■ **Task data**
::::::::::
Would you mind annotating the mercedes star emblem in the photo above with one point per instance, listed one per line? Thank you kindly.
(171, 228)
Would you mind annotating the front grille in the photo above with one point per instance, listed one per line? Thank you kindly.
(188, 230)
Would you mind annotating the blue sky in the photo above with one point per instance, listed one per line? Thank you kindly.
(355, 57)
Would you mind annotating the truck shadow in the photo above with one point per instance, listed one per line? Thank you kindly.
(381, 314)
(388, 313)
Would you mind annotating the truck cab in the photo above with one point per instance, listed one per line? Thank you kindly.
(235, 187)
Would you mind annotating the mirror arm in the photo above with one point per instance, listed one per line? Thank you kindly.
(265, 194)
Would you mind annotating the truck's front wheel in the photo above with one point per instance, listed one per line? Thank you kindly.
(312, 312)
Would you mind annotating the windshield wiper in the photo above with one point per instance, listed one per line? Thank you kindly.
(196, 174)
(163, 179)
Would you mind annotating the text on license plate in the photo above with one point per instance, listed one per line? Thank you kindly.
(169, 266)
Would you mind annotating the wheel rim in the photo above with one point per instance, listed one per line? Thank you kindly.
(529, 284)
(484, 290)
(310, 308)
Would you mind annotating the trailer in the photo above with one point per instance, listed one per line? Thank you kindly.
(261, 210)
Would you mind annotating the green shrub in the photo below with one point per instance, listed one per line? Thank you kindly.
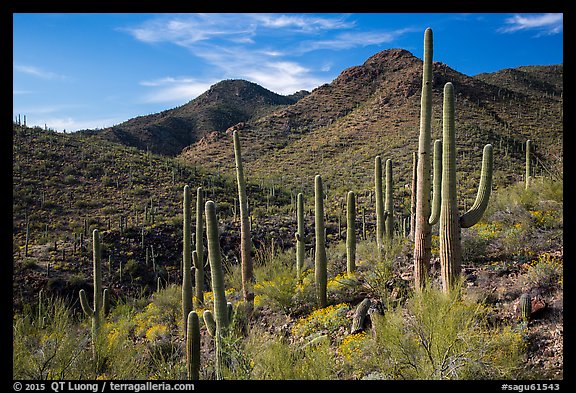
(440, 336)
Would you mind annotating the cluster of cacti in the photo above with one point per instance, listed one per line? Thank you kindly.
(320, 263)
(101, 298)
(351, 232)
(450, 220)
(422, 229)
(389, 201)
(245, 237)
(300, 236)
(186, 260)
(198, 254)
(216, 322)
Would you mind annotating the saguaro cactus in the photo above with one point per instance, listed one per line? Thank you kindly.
(245, 238)
(423, 230)
(528, 163)
(351, 232)
(198, 255)
(320, 263)
(413, 195)
(101, 298)
(193, 346)
(436, 188)
(525, 307)
(300, 237)
(450, 221)
(217, 322)
(389, 201)
(186, 261)
(380, 212)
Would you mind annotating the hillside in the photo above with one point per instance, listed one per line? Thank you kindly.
(374, 109)
(226, 103)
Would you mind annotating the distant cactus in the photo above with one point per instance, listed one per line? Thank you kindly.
(186, 260)
(389, 201)
(351, 232)
(528, 163)
(423, 230)
(320, 263)
(218, 321)
(300, 237)
(450, 221)
(101, 298)
(193, 346)
(198, 255)
(525, 307)
(380, 212)
(437, 186)
(413, 195)
(245, 237)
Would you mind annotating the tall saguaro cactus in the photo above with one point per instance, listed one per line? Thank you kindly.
(101, 298)
(351, 232)
(300, 237)
(193, 346)
(423, 230)
(218, 321)
(389, 201)
(245, 238)
(380, 212)
(198, 255)
(320, 263)
(186, 261)
(528, 163)
(450, 221)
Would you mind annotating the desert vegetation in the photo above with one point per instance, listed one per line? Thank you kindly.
(131, 265)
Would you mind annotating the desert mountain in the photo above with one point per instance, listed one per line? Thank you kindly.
(369, 109)
(225, 103)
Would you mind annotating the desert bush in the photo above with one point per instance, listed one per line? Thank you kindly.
(441, 336)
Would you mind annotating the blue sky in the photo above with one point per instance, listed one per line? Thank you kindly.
(77, 71)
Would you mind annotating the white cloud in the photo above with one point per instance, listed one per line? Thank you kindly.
(38, 72)
(175, 90)
(546, 23)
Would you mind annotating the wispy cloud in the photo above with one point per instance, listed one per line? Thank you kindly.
(264, 48)
(545, 24)
(38, 72)
(176, 90)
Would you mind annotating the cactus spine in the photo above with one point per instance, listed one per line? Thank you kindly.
(450, 221)
(351, 232)
(389, 202)
(245, 239)
(193, 346)
(198, 255)
(186, 261)
(101, 298)
(423, 230)
(528, 163)
(300, 237)
(217, 322)
(320, 263)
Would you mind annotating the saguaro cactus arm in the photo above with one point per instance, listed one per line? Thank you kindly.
(422, 231)
(474, 214)
(437, 185)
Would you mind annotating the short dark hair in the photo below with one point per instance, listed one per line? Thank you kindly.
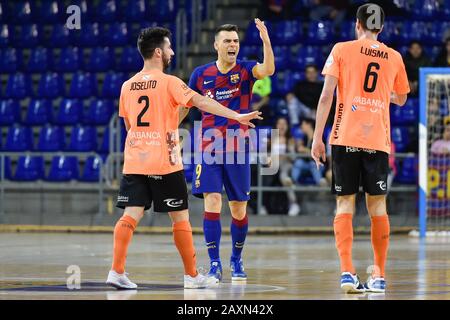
(226, 27)
(363, 16)
(151, 38)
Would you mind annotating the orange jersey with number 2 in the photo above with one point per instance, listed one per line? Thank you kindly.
(368, 72)
(150, 101)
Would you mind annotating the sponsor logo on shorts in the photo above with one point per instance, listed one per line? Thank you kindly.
(174, 203)
(382, 185)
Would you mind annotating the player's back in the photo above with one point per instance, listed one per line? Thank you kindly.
(150, 100)
(368, 72)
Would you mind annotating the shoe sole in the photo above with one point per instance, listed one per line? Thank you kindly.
(118, 287)
(349, 288)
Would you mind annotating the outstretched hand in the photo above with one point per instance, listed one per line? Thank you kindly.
(247, 117)
(263, 33)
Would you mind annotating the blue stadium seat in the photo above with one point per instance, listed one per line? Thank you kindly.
(29, 36)
(10, 60)
(286, 32)
(88, 36)
(115, 34)
(163, 11)
(320, 32)
(18, 86)
(401, 138)
(408, 172)
(51, 11)
(281, 57)
(5, 35)
(112, 85)
(19, 138)
(23, 12)
(130, 60)
(40, 60)
(306, 55)
(51, 138)
(83, 139)
(70, 112)
(135, 10)
(39, 112)
(9, 112)
(51, 85)
(426, 10)
(69, 60)
(59, 36)
(106, 11)
(91, 172)
(83, 85)
(101, 59)
(29, 168)
(63, 169)
(99, 112)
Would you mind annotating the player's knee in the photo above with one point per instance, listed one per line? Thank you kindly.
(213, 202)
(376, 205)
(345, 204)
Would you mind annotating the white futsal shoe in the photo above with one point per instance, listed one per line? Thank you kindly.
(120, 281)
(198, 282)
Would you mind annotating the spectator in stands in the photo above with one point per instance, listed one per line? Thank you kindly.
(302, 102)
(442, 146)
(306, 165)
(443, 59)
(280, 147)
(329, 9)
(414, 59)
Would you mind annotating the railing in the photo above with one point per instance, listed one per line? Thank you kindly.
(51, 186)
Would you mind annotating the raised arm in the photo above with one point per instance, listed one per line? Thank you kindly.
(267, 68)
(318, 151)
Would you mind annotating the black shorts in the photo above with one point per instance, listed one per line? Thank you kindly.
(167, 192)
(354, 166)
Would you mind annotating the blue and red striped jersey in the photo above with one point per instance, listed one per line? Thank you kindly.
(232, 90)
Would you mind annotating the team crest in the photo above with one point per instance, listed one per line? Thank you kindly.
(234, 78)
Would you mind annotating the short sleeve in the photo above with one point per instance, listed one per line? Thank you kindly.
(193, 81)
(179, 92)
(248, 65)
(332, 65)
(122, 111)
(401, 83)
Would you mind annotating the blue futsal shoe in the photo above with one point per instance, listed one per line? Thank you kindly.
(377, 285)
(351, 284)
(215, 271)
(237, 270)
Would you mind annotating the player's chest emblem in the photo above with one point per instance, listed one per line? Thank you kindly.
(235, 78)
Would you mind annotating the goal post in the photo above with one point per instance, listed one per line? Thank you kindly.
(434, 167)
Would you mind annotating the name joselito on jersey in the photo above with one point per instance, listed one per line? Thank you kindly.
(374, 52)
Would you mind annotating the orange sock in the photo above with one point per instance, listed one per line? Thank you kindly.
(182, 236)
(380, 243)
(343, 232)
(123, 232)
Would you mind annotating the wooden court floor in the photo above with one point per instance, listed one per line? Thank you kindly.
(34, 265)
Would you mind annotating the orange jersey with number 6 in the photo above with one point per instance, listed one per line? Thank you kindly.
(368, 72)
(150, 102)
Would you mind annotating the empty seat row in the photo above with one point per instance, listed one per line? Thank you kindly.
(62, 168)
(69, 59)
(52, 85)
(70, 112)
(53, 138)
(52, 11)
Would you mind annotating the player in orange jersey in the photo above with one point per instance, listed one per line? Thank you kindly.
(153, 170)
(369, 76)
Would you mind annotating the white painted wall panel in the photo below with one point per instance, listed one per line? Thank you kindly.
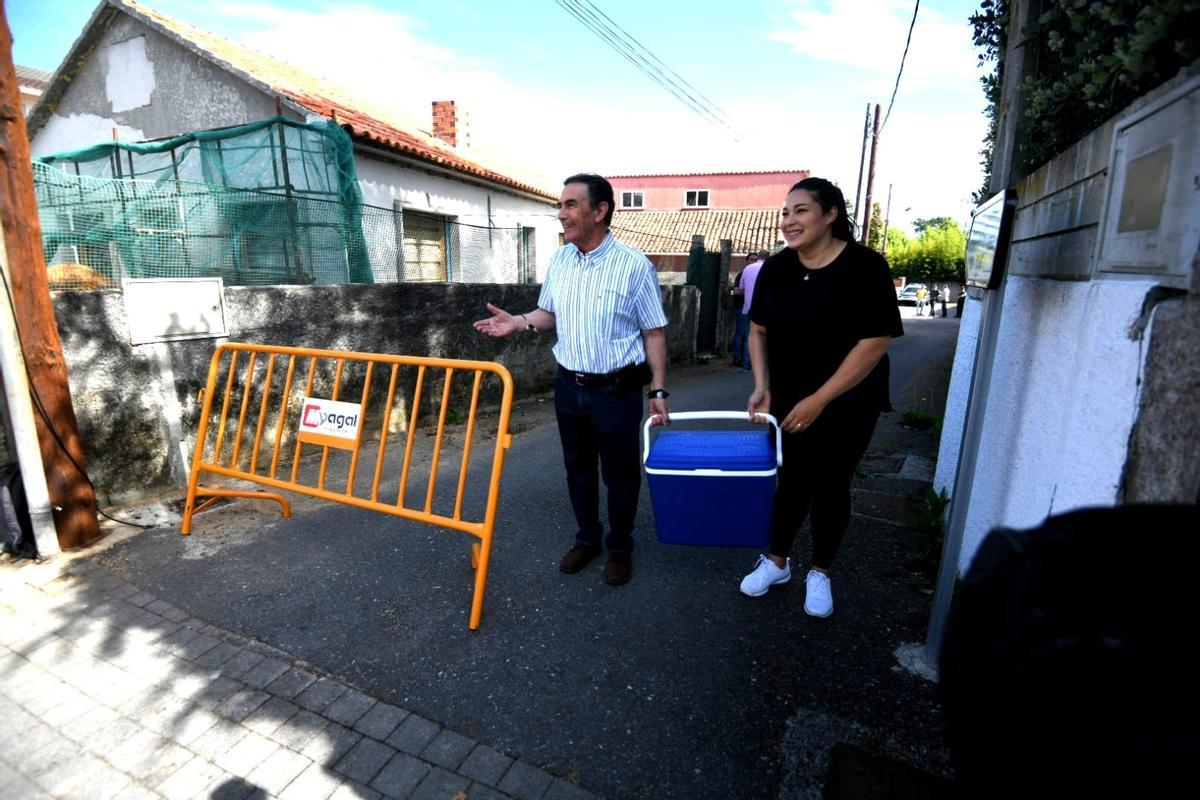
(129, 78)
(957, 397)
(63, 133)
(384, 182)
(1062, 402)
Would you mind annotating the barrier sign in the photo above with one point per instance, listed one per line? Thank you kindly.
(330, 422)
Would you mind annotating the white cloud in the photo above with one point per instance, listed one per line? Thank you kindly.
(869, 37)
(930, 157)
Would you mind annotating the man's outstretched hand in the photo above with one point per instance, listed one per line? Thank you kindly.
(501, 323)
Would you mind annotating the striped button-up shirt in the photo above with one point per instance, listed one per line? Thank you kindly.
(601, 304)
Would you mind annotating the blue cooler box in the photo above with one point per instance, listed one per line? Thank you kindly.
(713, 487)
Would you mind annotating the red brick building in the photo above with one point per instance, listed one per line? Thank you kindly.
(660, 214)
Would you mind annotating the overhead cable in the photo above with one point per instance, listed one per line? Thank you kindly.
(645, 61)
(909, 41)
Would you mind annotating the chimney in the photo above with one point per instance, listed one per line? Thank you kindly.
(445, 122)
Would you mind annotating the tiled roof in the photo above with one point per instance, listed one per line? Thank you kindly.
(309, 94)
(31, 77)
(671, 232)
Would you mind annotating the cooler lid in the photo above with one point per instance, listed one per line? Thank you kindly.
(727, 450)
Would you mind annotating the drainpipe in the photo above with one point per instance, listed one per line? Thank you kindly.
(21, 413)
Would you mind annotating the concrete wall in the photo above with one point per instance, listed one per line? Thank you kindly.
(1068, 389)
(137, 405)
(384, 182)
(147, 85)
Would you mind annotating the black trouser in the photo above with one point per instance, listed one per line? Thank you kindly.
(819, 465)
(600, 422)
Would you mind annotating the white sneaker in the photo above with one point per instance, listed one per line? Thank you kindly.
(819, 595)
(765, 576)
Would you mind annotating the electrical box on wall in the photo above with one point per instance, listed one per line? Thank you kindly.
(1151, 222)
(166, 310)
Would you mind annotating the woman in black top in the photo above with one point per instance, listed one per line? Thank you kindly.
(822, 318)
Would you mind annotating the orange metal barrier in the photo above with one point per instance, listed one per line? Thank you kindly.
(316, 416)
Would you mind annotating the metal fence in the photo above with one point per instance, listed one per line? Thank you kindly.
(97, 232)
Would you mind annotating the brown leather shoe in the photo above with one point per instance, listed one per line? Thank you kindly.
(577, 558)
(618, 569)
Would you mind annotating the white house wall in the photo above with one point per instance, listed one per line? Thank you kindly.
(957, 398)
(419, 190)
(1062, 402)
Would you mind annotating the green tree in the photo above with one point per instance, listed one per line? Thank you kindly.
(924, 223)
(937, 254)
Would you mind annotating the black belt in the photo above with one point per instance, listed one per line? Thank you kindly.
(598, 379)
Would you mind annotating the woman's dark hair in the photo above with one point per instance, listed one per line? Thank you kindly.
(599, 191)
(828, 196)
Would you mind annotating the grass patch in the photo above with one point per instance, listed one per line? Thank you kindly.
(922, 421)
(931, 534)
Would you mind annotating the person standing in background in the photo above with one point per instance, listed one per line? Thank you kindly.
(603, 300)
(823, 316)
(741, 322)
(747, 282)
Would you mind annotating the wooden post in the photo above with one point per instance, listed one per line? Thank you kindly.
(870, 178)
(71, 494)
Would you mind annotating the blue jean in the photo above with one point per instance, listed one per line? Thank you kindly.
(742, 341)
(598, 423)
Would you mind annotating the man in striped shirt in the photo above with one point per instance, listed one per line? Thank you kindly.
(601, 299)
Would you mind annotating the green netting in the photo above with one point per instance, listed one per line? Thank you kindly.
(275, 202)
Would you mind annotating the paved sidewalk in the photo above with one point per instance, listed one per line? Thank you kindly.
(112, 692)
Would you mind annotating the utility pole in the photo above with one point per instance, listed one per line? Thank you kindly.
(887, 221)
(862, 162)
(72, 498)
(870, 176)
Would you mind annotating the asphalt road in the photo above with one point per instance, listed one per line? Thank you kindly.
(673, 686)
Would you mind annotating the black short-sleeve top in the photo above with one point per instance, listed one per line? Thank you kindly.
(814, 318)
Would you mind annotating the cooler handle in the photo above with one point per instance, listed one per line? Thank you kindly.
(714, 415)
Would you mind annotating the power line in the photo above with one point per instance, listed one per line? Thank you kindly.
(629, 48)
(713, 106)
(630, 53)
(909, 41)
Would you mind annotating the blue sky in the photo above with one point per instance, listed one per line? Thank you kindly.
(795, 76)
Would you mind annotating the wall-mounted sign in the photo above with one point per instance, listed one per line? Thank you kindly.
(991, 227)
(166, 310)
(1151, 222)
(330, 422)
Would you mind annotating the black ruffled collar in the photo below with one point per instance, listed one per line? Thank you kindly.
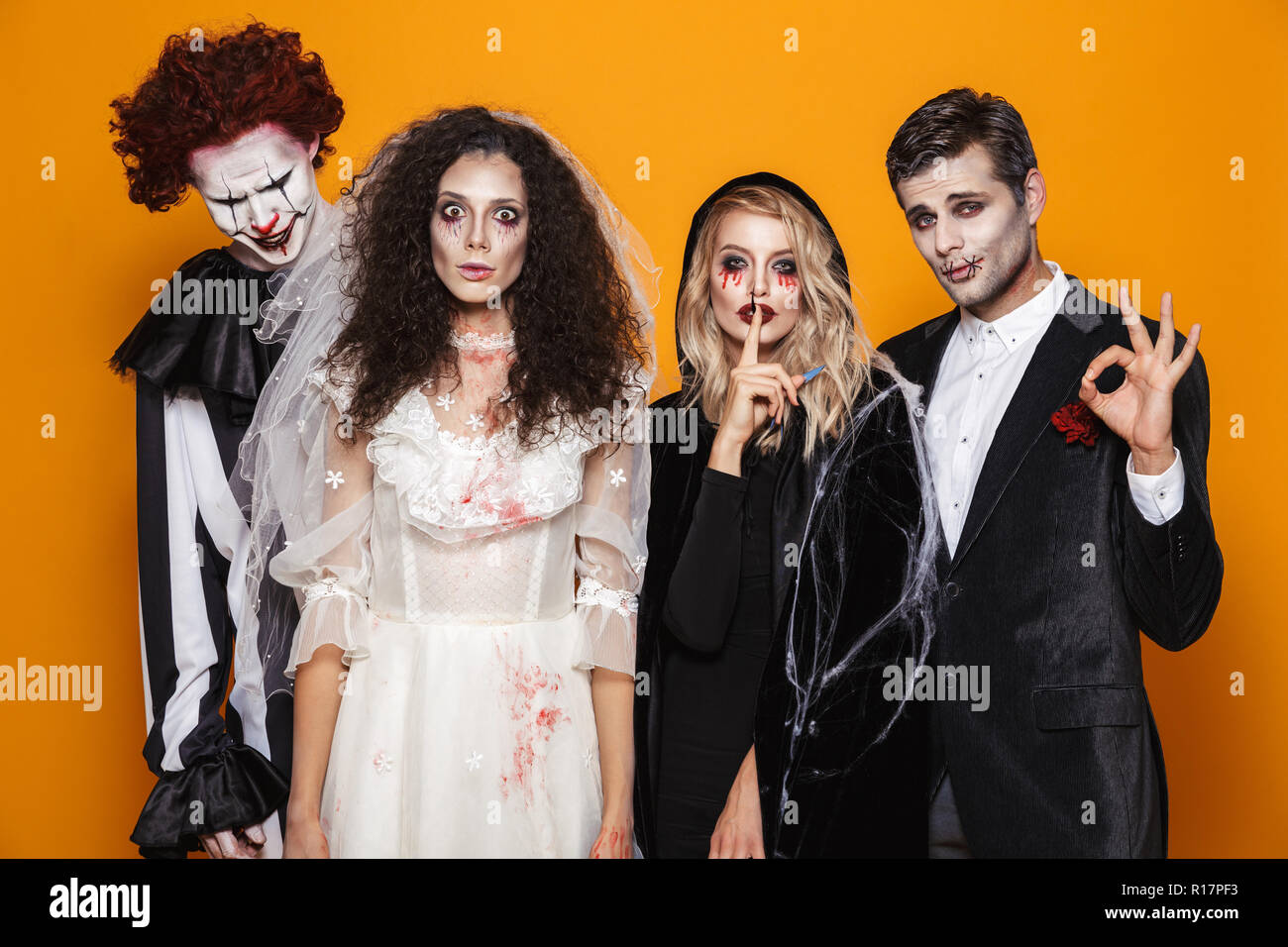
(213, 351)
::::::::::
■ **Instructions to follow**
Here the job is to quote the lines from the one with "Would you mind annotating the power" through the end of the material, both included, exactly; please skip the pictures.

■ **Answer**
Would you mind annotating the power line in the photo above with one point per instance, listed one per line? Thank you kindly.
(629, 48)
(713, 106)
(630, 53)
(909, 41)
Would you mind annotating the blue sky in the photo above with one point per instance, listed one per line? Thank you kindly.
(795, 76)
Would you mind annotating the wall-mounted sign in the photo above with one point per instance, listed one per line? Thank you kindly.
(991, 227)
(166, 310)
(1151, 222)
(330, 422)
Would you mind annotating the black ruffled collar in the photo below with one point per instance, listed one per line? Thank you kindly.
(213, 351)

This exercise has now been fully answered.